- _Instruction_
Reproduce every line of the listing below, requests included, with each bounding-box coordinate in the answers multiplied by 0.8 and rounded to a whole number, halves rounded up. Leave the pictures out of your answer.

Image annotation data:
--- Start ---
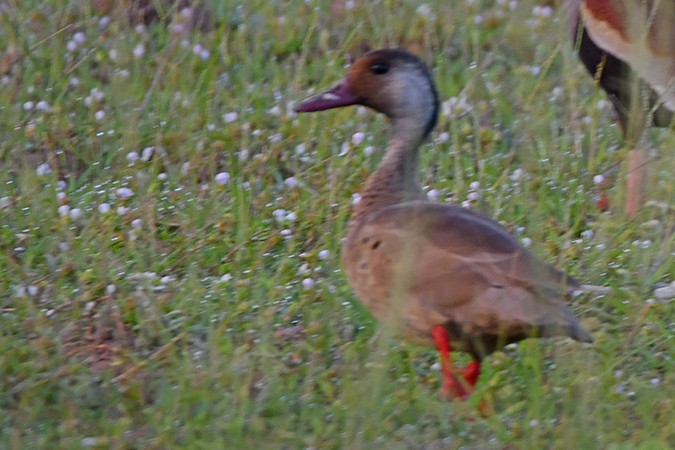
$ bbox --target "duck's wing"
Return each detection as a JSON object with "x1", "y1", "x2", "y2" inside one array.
[{"x1": 345, "y1": 201, "x2": 591, "y2": 341}]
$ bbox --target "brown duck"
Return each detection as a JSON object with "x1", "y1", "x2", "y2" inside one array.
[{"x1": 297, "y1": 49, "x2": 592, "y2": 398}]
--- End ---
- _The completed task_
$ bbox --target "duck's wing"
Return each detection as a JSON object with "x1", "y1", "x2", "y2" inside one array.
[{"x1": 276, "y1": 161, "x2": 473, "y2": 273}]
$ bbox --target "brown duck"
Return each detection as a JSON object with "x1", "y1", "x2", "y2" inside one array.
[{"x1": 238, "y1": 39, "x2": 474, "y2": 318}]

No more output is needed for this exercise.